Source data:
Content starts
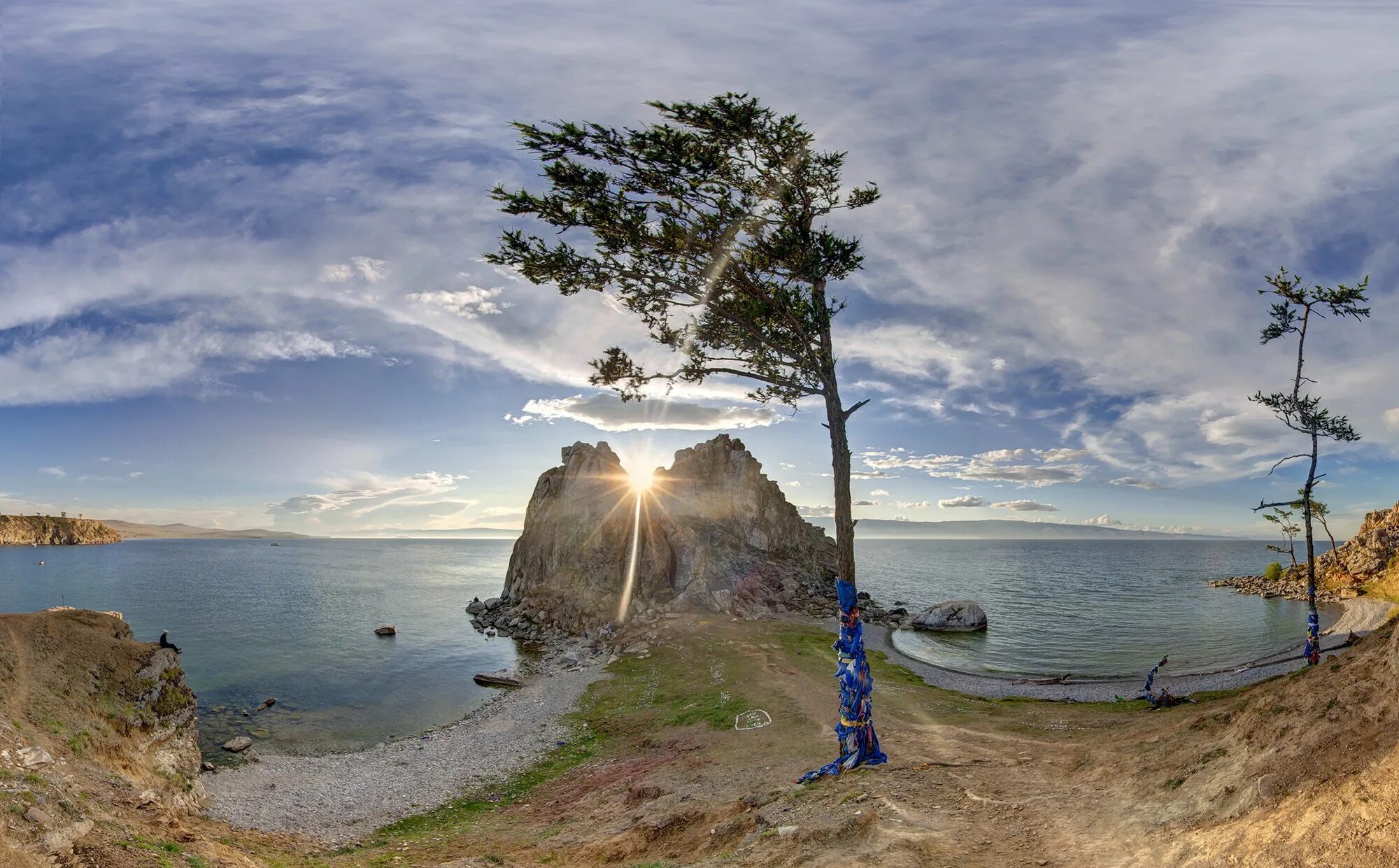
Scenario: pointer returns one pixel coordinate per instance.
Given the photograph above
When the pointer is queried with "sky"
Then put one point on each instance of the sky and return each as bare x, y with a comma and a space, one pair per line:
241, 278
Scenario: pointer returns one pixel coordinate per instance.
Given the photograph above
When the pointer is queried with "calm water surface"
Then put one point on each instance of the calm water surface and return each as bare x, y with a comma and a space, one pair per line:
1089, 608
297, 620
Content ends
Content starts
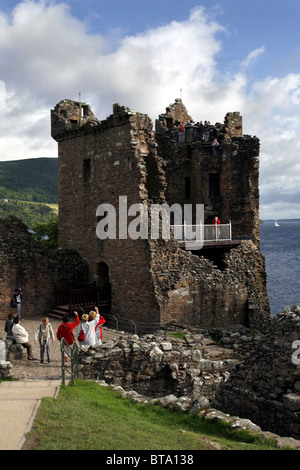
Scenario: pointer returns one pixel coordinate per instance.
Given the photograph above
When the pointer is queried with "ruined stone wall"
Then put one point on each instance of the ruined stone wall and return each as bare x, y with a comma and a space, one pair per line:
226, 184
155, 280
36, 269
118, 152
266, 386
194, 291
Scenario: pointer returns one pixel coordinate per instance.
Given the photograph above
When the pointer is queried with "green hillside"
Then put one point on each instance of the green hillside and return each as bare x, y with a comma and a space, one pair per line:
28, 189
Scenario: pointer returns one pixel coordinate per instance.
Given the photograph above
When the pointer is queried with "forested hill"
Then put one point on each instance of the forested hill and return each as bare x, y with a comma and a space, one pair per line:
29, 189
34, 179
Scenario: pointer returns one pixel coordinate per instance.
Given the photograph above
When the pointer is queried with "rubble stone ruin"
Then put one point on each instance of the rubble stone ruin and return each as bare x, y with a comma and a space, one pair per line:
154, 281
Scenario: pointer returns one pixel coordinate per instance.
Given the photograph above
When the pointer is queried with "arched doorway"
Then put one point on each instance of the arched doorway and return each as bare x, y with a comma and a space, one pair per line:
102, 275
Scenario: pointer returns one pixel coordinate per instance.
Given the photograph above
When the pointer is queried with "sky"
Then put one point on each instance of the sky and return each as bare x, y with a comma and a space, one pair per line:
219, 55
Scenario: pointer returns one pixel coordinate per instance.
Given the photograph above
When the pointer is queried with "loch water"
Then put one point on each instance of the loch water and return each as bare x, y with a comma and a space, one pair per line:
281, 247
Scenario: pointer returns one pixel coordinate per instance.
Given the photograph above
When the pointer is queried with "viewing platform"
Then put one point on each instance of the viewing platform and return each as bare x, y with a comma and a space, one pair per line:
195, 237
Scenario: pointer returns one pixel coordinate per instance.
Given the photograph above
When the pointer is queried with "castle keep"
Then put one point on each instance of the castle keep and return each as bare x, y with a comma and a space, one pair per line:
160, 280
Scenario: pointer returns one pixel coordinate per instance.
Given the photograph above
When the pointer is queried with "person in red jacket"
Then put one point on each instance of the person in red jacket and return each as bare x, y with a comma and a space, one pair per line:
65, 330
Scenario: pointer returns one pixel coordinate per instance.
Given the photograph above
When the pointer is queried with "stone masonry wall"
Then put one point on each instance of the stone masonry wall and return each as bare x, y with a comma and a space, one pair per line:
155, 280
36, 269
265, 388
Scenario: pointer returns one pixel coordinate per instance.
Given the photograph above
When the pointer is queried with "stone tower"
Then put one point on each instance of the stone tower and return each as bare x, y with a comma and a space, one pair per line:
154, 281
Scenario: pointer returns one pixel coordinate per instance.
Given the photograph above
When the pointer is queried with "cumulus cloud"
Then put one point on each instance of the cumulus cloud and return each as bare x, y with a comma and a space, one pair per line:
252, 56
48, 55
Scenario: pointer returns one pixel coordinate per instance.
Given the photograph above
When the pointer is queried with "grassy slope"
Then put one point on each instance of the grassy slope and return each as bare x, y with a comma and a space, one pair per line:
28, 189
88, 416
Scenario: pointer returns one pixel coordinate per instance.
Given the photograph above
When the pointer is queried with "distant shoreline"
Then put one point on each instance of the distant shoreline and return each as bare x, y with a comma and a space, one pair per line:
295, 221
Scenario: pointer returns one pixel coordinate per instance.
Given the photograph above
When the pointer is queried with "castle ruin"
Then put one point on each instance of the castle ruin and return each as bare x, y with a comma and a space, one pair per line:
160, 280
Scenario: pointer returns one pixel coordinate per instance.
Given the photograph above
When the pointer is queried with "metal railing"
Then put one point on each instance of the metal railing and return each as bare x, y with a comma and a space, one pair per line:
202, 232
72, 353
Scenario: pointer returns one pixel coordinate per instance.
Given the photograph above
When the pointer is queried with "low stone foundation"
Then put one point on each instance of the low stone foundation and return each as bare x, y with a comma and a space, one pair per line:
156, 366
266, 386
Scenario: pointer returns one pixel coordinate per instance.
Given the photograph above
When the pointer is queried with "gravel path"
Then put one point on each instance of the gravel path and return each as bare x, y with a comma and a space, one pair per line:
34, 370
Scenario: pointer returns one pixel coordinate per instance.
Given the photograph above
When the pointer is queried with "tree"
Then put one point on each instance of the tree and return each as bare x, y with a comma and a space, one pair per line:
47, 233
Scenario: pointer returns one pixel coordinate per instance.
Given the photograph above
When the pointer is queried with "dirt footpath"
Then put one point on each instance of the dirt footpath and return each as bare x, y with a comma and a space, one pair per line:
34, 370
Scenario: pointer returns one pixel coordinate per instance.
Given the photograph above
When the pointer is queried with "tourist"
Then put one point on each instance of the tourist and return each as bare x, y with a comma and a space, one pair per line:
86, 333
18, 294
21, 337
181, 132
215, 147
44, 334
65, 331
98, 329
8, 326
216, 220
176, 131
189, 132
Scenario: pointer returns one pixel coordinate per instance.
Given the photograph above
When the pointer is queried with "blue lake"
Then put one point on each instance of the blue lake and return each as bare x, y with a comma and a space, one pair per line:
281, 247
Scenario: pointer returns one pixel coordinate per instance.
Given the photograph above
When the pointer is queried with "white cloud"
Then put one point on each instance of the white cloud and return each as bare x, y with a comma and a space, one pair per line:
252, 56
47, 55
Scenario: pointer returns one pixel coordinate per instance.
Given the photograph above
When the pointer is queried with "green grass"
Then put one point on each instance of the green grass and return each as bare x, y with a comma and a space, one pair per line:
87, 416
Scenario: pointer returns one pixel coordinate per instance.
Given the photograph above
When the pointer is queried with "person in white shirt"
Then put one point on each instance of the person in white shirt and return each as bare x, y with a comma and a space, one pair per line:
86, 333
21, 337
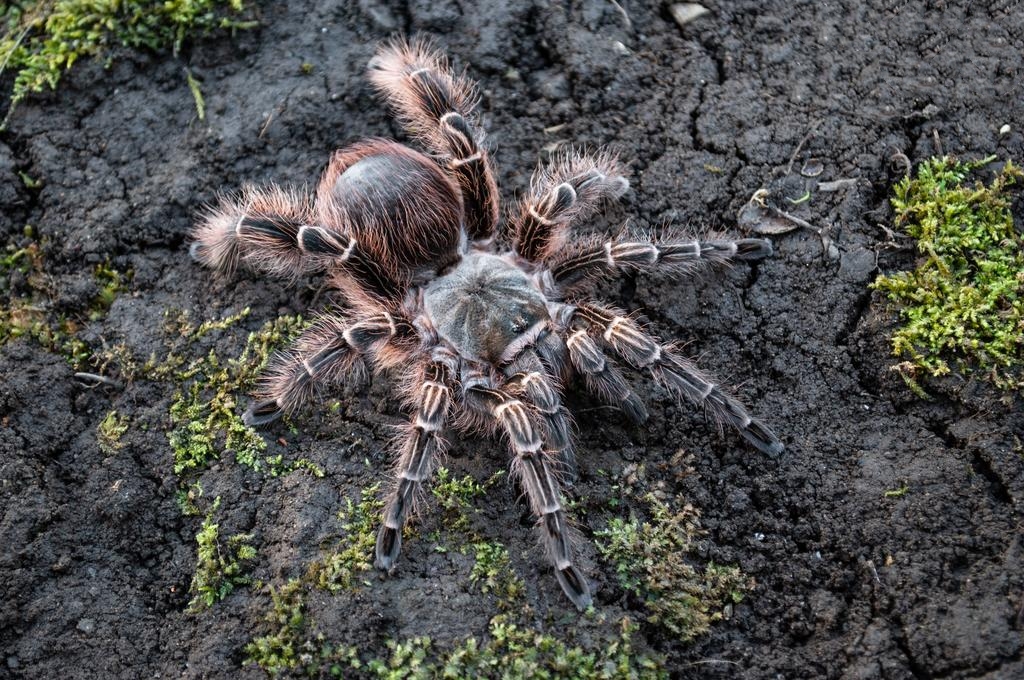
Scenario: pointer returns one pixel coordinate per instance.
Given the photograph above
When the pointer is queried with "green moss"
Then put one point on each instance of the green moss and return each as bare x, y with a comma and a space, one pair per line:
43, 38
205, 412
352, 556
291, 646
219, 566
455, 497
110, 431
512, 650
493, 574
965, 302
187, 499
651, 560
Content ends
Content starts
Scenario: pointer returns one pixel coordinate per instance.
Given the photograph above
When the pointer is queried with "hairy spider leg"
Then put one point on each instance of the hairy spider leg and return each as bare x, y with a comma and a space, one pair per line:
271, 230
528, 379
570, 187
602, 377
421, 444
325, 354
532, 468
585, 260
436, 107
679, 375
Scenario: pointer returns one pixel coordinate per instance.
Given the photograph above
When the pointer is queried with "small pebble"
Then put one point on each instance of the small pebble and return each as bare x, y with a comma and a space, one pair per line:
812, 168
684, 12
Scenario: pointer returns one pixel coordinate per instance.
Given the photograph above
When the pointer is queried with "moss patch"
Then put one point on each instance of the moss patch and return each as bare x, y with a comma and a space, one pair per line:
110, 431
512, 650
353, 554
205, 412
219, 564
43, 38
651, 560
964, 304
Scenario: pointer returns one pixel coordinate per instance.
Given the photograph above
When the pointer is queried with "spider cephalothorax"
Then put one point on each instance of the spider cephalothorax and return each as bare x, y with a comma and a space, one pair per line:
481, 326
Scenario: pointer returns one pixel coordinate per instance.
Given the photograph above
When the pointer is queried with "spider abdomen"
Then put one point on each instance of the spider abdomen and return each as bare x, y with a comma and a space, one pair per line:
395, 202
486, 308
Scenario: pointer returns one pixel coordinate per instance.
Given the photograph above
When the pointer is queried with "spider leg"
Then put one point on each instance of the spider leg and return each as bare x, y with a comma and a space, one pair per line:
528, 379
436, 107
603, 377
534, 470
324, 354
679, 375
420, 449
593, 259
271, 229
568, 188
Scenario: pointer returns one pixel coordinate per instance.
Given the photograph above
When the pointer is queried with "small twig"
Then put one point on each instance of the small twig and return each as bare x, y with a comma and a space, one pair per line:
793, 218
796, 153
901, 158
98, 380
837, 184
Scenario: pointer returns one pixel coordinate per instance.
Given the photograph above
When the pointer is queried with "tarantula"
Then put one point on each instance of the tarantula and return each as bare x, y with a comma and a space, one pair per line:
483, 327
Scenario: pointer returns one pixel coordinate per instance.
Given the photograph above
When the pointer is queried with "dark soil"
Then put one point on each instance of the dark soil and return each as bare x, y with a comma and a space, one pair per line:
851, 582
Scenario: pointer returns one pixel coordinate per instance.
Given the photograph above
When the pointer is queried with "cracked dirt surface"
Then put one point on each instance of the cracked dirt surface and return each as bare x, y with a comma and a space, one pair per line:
Content ends
**GOAL OF THE EXERCISE**: If a line in the entries contains "cracked", copy it.

**ANSWER BELOW**:
When the pointer is queried with "cracked dirt surface"
Then put one point on each instance of the cracked dirt surface and return each as bare x, y with a comma and a space, one pair per line:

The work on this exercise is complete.